_Exercise aim_. Starting at the line containing "of the plastic" and ending with the last line of the listing, reproduce those lines with every "Query" renamed to "Label", keeping everything else unchanged.

━━ Available records

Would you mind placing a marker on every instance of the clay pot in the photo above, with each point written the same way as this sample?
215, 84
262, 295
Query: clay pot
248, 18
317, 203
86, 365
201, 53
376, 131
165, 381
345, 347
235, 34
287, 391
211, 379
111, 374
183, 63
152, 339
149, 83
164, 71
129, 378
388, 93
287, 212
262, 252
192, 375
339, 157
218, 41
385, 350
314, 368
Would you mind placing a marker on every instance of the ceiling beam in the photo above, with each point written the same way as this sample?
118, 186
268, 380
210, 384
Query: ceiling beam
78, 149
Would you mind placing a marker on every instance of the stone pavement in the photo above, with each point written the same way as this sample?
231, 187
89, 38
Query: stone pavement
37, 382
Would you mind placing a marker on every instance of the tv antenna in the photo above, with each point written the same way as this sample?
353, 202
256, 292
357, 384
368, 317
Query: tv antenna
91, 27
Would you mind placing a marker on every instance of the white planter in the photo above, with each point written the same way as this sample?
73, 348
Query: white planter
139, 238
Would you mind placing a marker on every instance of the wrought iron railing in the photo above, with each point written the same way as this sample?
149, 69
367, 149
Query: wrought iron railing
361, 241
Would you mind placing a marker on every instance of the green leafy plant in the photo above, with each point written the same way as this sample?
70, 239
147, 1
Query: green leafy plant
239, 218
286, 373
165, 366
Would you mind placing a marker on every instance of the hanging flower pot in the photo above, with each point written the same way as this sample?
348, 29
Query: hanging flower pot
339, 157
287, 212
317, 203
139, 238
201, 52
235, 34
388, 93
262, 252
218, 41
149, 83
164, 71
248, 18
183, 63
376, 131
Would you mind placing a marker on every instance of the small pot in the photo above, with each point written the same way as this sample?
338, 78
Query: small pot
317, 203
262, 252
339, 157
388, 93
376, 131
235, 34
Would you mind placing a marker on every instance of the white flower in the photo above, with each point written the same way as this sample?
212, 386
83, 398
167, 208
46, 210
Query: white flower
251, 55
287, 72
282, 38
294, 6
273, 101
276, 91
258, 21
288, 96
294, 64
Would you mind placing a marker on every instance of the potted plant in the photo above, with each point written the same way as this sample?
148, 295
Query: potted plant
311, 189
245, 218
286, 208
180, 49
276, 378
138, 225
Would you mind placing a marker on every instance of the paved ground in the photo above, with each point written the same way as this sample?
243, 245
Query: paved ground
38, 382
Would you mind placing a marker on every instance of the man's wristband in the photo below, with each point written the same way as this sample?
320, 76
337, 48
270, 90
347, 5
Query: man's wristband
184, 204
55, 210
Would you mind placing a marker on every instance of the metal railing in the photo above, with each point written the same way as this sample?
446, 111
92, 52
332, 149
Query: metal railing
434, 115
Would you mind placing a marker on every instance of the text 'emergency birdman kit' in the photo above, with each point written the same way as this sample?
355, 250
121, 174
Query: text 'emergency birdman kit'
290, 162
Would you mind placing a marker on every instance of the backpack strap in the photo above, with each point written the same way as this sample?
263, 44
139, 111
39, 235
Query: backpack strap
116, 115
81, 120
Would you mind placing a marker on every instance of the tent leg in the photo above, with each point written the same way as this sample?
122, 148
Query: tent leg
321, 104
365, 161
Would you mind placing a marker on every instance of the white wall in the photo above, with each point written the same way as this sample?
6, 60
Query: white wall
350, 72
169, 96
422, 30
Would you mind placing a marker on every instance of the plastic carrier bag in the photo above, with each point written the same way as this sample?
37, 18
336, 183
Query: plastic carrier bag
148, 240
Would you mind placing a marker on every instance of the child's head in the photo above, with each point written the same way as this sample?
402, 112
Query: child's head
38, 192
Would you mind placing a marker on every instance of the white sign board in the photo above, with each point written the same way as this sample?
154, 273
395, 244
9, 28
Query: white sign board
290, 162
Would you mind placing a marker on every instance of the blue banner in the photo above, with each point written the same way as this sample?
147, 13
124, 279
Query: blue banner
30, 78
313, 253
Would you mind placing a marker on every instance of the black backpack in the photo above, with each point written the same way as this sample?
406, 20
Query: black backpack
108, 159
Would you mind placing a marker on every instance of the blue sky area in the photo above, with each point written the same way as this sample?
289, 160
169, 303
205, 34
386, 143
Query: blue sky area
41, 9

━━━━

_Result of this exercise_.
Would you mind placing a marker on every instance of the plastic carrier bag in the photo above, with each point written the same way as this sample?
37, 18
336, 183
Label: plastic carrier bag
148, 240
Would you mind placing a marker on every instance of the child's head in the photo above, with each point written the same way as this sample?
402, 112
Label: child's head
38, 192
Would you mind placing a marker on every instance of the white sign board in the photo above, with each point written the same way as this sample?
154, 273
395, 244
9, 28
Label: white sign board
290, 162
Would you mind placing a marker on every instance of the blue banner in the photo above, with each point written the same way as this sample?
147, 13
124, 279
Label: blue banner
30, 78
313, 253
Would you mind placing a marker on every instance of the black backpack in the photo above, with each point written the same way as this sample?
406, 20
Label: black backpack
108, 159
Would you mind placing a marker on every instance of the blue sky area in the photo above, with each point written the same way as this sample?
289, 160
169, 303
205, 34
386, 143
Label: blue sky area
41, 9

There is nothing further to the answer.